*** Excerpted records ***

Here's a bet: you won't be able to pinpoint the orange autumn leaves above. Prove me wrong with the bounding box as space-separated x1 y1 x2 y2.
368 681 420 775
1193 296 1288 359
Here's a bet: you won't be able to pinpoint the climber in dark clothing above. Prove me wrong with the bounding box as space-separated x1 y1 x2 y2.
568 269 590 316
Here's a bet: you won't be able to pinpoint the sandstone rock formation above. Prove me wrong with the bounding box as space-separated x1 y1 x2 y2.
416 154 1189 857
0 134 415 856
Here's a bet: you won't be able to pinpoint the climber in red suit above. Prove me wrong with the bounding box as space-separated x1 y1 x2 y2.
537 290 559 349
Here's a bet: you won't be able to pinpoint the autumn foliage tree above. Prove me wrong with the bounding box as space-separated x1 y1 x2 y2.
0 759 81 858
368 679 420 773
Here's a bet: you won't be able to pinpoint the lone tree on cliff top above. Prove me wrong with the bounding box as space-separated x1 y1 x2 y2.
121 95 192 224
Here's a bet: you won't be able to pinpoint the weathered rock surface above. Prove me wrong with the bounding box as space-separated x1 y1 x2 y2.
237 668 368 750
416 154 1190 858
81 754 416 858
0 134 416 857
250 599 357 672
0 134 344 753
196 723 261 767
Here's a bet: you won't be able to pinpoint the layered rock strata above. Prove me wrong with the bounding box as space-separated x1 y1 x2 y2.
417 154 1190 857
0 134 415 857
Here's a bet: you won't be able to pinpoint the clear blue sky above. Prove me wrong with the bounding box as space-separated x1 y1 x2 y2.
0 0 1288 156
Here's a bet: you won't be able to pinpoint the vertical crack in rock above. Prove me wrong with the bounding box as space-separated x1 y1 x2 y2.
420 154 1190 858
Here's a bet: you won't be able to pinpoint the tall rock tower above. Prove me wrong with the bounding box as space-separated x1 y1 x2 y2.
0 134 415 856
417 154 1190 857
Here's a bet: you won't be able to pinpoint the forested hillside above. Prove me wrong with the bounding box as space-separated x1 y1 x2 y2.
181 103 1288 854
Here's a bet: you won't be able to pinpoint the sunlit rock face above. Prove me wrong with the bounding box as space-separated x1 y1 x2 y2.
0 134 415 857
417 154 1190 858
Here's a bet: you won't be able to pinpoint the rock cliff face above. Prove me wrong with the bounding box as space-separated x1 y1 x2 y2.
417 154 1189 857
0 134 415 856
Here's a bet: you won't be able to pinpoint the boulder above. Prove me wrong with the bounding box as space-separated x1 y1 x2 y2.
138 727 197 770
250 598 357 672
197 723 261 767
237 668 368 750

***

**Given exercise**
Could you reproduce the listing above, changing every "space-separated" to "comma-separated" and leaving everything else as it is?

**Output of the exercise**
Here's a bet: you won't be able to pinpoint the orange autumn leaves above. Prove me wrong with the bounding box as comma-separated x1 y1 x2 y2.
368 681 420 775
1193 296 1288 359
Here's a bet: you won't be able to pinpoint the climber in dark clothing above. Prove me wrong with the bounding box as comma-separated x1 y1 x2 y2.
568 269 590 316
Here's a bet: you won't be able to pinpoint the sandstone rock formation above. Prove me wrong with the bounding box as comma-separated x1 y1 x2 y2.
416 154 1189 857
0 134 415 856
Here's a bet: you won't be able to pinpoint the climber in red suit above. Prove me wrong with the bounding box as comma-separated x1 y1 x2 y2.
537 290 559 349
Here's a bet: you won't be able to pinpoint the autumn foliage tree above. Prove me wrong with the bounding box as comma-separated x1 y1 x2 y2.
0 759 81 858
368 679 420 773
Here's a bet: you won't be able to pinpoint the lone tree on cliff top above. Prove me wrong with the bounding box as comma-separated x1 y1 x2 y2.
121 95 192 224
Here's a bet: you won't be able to pinpoint the weathered rock surface above. Prove me wrong with the bounding box as comma-separated x1 y1 x2 y2.
237 668 368 750
416 154 1190 858
81 754 416 858
0 134 416 857
250 599 357 672
0 134 344 753
196 723 261 767
Here's a bet: you won't be able to pinpoint the layered rock strata above. Prove me wrong with the bounding box as comma-separated x1 y1 x2 y2.
417 154 1190 857
0 134 415 857
Here's a bet: you won't be able to pinpoint the clear blue sky above. Prove me wrong with the bounding box as comma-separated x1 y1 x2 y2.
0 0 1288 156
Here's a bet: you won't be able to pinpoint the vertical crack in rock above. Prove me wrong with the bounding box as comma-separated x1 y1 x2 y2.
420 154 1190 858
Here's a bet: you won't be able to pinpoint the tall rock tower above. Prove me wrong with the bounding box as comma-separated x1 y1 x2 y2.
0 134 415 856
417 154 1190 857
Here's a bet: you won't be able to pinpoint the forested hillside above. Prove me wrong with the bounding box as comma-separated x1 y1 x2 y2.
181 103 1288 854
Here's a bet: you won't be able to pinpoint the sunlit rock face above. Prove me wrong with the bounding box as comma-separated x1 y1 x2 y2.
0 134 415 857
417 154 1190 858
Here's a bet: you won't be able to pinpoint the rock cliff face above. Prove me wrong with the bounding box as comma-separated x1 y1 x2 y2.
417 154 1189 857
0 134 415 856
Here's a bet: you won't be able to pinpoint the boulder above. Prove me wrong with the bounding box as comma-separated x1 y1 x2 y2.
138 727 197 770
250 598 357 672
197 723 261 767
237 668 368 750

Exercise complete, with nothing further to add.